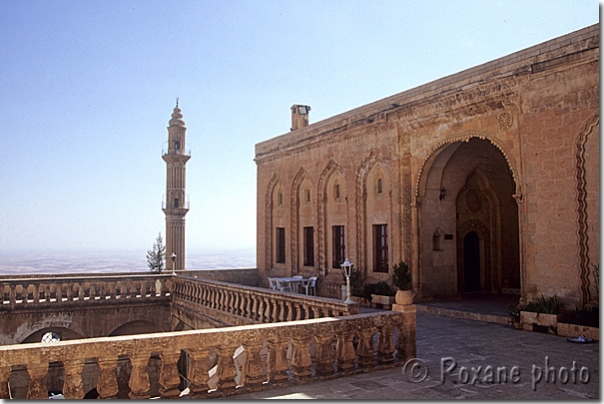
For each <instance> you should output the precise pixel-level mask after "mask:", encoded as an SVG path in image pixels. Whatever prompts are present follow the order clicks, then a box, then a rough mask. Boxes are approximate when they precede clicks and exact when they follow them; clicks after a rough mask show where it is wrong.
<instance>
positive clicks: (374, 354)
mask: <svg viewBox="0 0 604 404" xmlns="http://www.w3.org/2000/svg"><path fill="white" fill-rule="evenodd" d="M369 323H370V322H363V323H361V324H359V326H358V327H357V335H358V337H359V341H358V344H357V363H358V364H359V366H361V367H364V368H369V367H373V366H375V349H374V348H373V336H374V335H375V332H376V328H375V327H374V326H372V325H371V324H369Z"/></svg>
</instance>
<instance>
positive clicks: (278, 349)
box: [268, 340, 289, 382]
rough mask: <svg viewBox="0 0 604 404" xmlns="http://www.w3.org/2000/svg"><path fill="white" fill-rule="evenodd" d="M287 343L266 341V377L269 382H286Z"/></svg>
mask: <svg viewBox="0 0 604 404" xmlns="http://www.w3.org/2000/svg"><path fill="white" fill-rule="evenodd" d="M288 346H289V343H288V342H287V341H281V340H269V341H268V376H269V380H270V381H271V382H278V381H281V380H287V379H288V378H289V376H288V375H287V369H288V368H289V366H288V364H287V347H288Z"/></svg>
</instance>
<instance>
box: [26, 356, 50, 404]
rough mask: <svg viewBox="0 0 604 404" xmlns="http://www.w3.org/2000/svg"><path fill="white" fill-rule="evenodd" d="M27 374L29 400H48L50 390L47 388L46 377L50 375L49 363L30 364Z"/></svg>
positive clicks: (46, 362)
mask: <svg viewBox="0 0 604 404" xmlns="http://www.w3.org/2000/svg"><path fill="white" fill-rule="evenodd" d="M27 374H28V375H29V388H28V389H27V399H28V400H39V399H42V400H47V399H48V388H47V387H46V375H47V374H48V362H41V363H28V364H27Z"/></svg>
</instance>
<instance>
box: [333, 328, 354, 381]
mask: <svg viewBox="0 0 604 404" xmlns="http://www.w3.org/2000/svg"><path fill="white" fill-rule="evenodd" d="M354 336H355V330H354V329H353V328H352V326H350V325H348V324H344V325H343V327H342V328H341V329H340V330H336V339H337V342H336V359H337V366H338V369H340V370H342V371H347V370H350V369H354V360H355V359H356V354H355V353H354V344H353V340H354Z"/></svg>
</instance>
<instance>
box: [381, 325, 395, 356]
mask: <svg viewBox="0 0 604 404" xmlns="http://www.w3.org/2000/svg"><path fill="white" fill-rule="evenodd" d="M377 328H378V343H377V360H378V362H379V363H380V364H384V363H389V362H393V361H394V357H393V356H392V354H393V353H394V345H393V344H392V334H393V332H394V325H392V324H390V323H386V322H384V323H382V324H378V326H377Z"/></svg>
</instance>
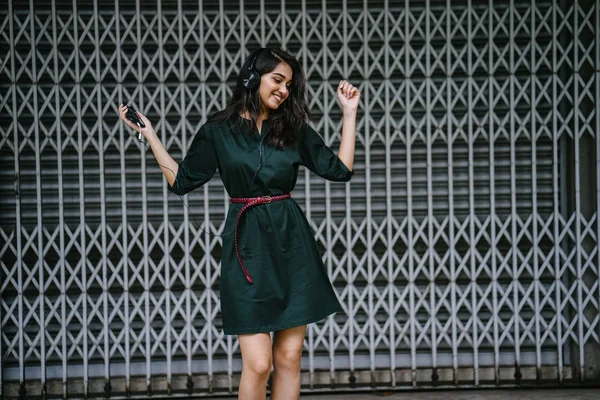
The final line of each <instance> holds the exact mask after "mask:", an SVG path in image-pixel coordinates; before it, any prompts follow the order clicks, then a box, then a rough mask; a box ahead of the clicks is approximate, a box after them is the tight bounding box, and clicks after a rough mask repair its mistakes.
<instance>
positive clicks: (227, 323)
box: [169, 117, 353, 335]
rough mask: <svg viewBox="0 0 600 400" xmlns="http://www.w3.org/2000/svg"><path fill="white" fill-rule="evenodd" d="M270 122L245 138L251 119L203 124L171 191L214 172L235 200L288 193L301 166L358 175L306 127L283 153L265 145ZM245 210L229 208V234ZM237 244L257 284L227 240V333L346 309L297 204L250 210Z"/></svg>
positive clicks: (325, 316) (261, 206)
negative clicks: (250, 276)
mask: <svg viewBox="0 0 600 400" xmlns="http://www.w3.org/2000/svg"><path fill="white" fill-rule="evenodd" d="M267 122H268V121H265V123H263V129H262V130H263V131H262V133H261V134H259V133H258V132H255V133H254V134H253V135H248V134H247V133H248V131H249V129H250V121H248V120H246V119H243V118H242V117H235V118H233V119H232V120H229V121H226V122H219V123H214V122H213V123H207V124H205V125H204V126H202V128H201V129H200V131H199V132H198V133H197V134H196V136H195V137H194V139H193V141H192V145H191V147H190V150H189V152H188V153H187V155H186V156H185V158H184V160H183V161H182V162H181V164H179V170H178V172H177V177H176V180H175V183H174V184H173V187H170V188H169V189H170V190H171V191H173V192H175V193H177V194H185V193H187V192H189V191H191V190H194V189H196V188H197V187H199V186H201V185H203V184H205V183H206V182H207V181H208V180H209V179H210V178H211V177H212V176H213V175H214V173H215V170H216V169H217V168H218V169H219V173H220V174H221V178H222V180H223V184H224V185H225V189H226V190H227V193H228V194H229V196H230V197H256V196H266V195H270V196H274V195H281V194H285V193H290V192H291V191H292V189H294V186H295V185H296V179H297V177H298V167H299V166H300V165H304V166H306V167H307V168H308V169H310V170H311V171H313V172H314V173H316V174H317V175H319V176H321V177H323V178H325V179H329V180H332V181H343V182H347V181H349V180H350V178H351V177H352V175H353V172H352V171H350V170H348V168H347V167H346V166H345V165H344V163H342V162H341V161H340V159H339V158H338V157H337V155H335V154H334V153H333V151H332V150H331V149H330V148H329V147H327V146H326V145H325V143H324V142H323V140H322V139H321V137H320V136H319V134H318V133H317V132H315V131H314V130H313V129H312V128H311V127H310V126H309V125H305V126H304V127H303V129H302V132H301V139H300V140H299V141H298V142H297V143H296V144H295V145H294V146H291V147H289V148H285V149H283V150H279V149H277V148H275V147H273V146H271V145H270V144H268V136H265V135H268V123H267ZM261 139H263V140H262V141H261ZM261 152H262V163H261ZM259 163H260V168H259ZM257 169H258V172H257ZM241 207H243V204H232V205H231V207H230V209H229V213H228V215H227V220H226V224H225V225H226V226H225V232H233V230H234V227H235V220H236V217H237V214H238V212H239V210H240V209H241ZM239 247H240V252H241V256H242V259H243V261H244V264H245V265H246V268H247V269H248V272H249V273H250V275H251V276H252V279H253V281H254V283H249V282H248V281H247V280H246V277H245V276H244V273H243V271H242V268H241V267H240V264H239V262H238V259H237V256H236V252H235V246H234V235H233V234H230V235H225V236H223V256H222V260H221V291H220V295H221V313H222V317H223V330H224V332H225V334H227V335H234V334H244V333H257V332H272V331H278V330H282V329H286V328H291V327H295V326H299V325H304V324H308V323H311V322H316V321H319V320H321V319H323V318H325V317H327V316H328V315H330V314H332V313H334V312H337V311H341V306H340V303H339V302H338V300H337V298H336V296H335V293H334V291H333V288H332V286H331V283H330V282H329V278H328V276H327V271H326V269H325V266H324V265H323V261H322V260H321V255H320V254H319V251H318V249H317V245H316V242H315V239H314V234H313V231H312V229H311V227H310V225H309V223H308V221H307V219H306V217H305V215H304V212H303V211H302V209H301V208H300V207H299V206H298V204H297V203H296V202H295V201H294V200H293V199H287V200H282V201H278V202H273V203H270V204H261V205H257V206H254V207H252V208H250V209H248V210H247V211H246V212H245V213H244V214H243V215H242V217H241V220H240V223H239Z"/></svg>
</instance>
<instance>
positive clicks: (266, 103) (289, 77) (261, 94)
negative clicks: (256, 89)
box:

= WORK REQUEST =
State how many lines of the rows above contain the string "approximate". Give only the number.

= REPLY TO THE TASK =
2